Object position labeling entries:
⁂

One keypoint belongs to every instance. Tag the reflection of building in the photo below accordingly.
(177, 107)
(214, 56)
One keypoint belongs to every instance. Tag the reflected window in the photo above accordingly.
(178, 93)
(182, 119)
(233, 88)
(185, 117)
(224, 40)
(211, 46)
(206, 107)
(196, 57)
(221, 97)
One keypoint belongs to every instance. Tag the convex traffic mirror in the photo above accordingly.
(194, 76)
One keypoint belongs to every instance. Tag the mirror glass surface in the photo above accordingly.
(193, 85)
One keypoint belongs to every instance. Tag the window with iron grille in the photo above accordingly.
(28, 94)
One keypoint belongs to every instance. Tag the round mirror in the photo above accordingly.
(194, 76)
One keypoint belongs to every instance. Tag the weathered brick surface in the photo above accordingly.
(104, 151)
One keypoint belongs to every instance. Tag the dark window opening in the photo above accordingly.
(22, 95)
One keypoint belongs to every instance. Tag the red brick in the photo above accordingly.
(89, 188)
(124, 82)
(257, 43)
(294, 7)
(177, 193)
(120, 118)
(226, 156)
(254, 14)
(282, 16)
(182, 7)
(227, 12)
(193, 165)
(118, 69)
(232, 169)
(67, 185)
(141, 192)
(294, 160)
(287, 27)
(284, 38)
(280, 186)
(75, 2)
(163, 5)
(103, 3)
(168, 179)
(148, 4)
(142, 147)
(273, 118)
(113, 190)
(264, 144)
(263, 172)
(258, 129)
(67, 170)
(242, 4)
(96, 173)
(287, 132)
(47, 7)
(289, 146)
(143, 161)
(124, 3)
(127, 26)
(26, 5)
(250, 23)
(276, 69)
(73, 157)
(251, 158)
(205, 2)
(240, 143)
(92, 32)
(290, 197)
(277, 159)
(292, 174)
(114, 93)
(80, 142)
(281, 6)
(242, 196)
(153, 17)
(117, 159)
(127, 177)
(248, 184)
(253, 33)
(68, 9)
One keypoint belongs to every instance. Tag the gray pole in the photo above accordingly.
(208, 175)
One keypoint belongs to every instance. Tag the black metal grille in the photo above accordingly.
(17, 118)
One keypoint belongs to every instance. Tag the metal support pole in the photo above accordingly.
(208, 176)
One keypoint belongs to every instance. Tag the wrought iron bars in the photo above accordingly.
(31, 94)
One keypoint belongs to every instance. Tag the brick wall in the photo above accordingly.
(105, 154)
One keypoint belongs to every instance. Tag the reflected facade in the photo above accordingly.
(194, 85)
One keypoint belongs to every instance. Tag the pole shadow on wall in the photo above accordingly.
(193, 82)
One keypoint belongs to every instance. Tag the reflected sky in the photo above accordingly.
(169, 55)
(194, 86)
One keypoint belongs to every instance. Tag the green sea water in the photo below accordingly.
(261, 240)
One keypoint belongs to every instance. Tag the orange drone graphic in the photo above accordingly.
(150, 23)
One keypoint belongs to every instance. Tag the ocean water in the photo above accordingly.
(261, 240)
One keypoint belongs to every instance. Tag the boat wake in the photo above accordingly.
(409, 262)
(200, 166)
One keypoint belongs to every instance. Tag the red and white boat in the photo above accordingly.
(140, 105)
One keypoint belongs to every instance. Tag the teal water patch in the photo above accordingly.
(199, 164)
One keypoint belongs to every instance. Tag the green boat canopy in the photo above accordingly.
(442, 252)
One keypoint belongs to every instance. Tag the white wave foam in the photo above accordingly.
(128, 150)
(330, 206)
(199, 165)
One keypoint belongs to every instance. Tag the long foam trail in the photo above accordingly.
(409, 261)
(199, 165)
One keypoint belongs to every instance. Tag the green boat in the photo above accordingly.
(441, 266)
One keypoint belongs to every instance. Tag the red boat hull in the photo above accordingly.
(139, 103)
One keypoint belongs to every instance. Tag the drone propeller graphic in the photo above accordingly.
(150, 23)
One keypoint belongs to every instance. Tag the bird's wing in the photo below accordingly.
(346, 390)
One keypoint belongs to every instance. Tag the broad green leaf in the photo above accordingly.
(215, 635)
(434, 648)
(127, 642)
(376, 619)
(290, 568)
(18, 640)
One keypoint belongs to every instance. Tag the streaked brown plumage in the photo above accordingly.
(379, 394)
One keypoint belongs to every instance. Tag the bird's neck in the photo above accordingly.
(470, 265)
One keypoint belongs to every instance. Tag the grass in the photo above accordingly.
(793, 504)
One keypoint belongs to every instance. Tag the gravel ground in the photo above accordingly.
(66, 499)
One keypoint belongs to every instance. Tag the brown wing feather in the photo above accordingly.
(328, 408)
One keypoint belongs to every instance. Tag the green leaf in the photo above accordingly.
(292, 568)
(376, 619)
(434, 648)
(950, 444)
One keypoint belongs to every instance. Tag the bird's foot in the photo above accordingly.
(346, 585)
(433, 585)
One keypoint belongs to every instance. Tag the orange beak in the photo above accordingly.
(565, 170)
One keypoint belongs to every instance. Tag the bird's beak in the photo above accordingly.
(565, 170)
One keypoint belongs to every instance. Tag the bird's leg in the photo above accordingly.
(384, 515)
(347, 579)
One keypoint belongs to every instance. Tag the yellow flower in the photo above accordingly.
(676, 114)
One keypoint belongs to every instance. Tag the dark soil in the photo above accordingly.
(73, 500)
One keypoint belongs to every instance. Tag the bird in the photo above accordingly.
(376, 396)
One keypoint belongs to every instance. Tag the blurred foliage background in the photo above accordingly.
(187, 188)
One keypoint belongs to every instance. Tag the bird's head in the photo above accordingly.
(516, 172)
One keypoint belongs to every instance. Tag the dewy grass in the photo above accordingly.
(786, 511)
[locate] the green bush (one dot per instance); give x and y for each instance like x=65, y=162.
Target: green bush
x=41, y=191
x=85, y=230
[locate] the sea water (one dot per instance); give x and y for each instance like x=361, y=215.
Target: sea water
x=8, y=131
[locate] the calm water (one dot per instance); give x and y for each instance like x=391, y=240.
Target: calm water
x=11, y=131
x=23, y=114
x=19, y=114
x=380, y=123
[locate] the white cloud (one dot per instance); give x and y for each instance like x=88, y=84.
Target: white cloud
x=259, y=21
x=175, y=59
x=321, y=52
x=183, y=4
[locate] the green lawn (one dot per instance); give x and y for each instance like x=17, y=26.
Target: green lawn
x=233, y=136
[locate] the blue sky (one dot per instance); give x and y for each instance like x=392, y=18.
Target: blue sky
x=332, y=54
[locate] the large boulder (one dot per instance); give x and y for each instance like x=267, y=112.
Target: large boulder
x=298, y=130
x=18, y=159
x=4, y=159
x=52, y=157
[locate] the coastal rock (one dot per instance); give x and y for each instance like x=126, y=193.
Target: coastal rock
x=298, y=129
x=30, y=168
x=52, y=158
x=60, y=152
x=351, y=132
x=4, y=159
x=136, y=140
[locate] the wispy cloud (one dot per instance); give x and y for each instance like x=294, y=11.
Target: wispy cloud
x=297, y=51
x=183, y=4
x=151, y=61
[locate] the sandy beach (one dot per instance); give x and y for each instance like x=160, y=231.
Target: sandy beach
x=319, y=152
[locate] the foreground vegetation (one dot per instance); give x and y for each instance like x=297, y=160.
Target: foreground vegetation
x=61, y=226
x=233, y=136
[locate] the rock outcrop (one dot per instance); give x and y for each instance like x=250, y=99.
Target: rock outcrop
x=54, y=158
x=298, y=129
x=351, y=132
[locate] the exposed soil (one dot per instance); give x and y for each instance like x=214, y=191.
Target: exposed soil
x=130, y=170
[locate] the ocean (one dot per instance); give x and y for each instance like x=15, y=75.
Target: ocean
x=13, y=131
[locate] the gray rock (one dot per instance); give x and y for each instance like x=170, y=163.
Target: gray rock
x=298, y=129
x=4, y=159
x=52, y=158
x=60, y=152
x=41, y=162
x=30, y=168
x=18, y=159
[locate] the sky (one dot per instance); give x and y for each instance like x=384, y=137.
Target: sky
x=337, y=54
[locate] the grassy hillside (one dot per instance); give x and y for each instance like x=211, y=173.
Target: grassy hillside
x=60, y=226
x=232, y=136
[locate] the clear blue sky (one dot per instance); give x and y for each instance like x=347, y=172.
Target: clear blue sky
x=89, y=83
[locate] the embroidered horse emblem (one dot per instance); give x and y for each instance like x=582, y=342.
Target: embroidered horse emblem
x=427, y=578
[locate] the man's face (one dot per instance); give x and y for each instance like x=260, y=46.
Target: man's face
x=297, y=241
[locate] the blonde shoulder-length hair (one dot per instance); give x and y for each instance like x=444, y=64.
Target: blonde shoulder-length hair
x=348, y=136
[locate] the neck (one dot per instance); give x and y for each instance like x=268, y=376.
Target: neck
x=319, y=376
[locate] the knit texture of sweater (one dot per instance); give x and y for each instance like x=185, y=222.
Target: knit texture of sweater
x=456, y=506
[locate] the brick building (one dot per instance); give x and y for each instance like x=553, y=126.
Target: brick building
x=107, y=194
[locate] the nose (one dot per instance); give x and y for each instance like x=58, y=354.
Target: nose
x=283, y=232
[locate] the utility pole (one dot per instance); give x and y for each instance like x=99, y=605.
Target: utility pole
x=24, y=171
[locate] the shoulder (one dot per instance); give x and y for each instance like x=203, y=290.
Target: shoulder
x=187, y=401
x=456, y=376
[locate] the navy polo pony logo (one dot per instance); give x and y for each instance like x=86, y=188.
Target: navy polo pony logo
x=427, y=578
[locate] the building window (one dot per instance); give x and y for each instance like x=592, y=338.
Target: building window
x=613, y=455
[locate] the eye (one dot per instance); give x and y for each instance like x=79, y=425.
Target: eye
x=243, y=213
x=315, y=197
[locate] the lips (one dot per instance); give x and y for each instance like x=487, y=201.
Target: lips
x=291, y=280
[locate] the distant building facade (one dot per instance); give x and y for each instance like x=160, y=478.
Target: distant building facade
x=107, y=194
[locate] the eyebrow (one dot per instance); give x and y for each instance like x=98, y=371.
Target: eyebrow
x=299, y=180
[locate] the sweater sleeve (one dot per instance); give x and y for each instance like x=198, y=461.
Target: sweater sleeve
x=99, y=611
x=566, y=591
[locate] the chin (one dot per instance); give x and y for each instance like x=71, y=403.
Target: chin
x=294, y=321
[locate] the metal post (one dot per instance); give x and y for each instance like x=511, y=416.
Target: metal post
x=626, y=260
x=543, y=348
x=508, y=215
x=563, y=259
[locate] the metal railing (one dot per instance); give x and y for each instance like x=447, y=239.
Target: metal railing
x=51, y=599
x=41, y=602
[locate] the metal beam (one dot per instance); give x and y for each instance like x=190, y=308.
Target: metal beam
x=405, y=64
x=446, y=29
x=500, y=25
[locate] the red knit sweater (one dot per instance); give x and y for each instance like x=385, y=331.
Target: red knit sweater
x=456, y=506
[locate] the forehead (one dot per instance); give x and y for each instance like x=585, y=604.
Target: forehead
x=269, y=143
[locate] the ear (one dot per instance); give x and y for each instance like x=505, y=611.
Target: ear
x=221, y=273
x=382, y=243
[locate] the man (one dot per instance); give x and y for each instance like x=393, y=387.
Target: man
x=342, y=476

⁂

= GIVEN TASK =
From the line holding "[locate] the chin" through the last line above, reproduce each line exactly and add nothing.

= THE REPLY =
[locate] the chin (one dot per instance); give x and y for each instance like x=71, y=403.
Target: chin
x=294, y=321
[locate] the metal post (one dot per instance); give x and y for each instance like x=511, y=416.
Target: metal post
x=626, y=260
x=543, y=348
x=508, y=215
x=563, y=259
[locate] the metal railing (one dot per instance); give x and y for each instance like x=447, y=239.
Target: metal railing
x=51, y=599
x=41, y=602
[locate] the metal beam (one dot per instance); give x and y for each instance like x=190, y=308.
Target: metal beam
x=405, y=64
x=446, y=29
x=500, y=25
[locate] the red knit sweater (one dot per instance); give x and y for each instance like x=385, y=331.
Target: red knit sweater
x=456, y=506
[locate] the forehead (one dot per instance); give x and y for each instance like x=585, y=604.
Target: forehead
x=269, y=143
[locate] the ear (one dot per instance); give x and y for each instance like x=505, y=611.
Target: ear
x=221, y=273
x=382, y=243
[locate] the man (one dot per instance); give x and y for each instance like x=393, y=387.
Target: man
x=342, y=476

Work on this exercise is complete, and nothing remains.